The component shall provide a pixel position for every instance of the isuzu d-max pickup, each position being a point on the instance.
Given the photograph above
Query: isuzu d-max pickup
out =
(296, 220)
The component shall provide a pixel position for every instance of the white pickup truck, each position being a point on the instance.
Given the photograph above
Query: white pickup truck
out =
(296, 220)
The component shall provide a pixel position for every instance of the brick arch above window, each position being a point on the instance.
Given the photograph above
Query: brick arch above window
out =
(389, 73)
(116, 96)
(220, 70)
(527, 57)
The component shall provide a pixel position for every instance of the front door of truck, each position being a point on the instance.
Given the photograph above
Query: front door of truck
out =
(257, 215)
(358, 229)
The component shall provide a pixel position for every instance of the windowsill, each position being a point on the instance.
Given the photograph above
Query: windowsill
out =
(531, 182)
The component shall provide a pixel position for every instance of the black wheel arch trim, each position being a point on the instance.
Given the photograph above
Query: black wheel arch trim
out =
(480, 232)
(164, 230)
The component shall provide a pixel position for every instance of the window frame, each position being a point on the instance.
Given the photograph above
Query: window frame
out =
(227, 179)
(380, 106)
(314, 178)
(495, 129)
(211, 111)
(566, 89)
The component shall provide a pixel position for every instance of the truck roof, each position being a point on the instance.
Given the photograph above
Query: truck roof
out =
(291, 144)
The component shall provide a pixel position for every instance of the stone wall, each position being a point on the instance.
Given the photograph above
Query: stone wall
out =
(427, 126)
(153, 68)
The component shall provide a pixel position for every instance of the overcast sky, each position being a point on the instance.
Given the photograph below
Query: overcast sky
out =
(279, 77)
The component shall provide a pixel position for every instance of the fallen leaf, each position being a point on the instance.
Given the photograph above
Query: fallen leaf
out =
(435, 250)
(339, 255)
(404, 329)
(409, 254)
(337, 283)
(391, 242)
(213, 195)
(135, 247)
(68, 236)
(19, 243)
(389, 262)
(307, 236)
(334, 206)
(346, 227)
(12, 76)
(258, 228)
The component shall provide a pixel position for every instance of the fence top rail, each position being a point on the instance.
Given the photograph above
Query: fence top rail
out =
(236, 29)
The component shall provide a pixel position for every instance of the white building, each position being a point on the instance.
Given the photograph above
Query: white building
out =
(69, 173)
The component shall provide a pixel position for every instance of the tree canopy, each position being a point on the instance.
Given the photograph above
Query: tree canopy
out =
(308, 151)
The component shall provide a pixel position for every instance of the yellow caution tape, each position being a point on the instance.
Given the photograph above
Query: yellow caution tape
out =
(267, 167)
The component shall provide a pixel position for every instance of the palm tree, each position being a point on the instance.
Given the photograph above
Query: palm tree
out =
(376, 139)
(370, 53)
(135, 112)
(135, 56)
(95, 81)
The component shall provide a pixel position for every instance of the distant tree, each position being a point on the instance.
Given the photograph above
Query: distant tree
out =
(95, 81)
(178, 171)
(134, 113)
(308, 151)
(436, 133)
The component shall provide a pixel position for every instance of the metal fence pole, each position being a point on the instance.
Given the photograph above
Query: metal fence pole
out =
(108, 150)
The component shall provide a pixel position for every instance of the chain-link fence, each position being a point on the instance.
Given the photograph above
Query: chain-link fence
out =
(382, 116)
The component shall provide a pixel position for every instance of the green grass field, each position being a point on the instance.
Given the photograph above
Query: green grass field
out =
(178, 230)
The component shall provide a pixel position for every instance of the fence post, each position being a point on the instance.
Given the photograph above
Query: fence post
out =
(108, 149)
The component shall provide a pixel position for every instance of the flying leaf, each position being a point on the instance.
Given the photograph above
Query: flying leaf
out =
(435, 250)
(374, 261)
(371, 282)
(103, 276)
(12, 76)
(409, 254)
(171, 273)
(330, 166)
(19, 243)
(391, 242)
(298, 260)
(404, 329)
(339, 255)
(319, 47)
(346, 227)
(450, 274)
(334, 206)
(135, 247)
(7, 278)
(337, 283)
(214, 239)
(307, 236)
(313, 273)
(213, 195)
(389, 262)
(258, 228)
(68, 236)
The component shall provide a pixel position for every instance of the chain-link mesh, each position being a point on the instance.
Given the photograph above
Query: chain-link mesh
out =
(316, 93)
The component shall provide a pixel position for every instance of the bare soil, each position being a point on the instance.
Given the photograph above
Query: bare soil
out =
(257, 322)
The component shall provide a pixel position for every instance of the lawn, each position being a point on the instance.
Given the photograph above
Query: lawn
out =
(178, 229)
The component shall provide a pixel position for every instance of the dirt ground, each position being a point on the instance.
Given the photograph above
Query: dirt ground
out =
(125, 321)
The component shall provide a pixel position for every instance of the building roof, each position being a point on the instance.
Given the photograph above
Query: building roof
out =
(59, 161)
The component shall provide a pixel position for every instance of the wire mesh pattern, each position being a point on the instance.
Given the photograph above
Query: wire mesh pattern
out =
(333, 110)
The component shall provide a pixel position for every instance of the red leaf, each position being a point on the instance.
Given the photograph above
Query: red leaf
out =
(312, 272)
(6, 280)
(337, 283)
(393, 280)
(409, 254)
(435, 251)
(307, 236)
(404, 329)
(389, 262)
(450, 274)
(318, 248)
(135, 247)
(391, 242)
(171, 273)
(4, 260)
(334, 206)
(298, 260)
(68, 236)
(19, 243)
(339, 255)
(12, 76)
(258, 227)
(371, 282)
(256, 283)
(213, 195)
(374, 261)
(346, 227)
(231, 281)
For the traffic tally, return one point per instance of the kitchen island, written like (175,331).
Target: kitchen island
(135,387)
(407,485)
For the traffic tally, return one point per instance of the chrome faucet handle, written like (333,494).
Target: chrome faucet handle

• [INSTRUCTIONS FOR THE TASK] From the records above, copy every line that includes the word "handle".

• [YOUR RESPONSE]
For the traffic tally, return one point per instance of the chrome faucet handle, written like (333,494).
Target: chrome faucet handle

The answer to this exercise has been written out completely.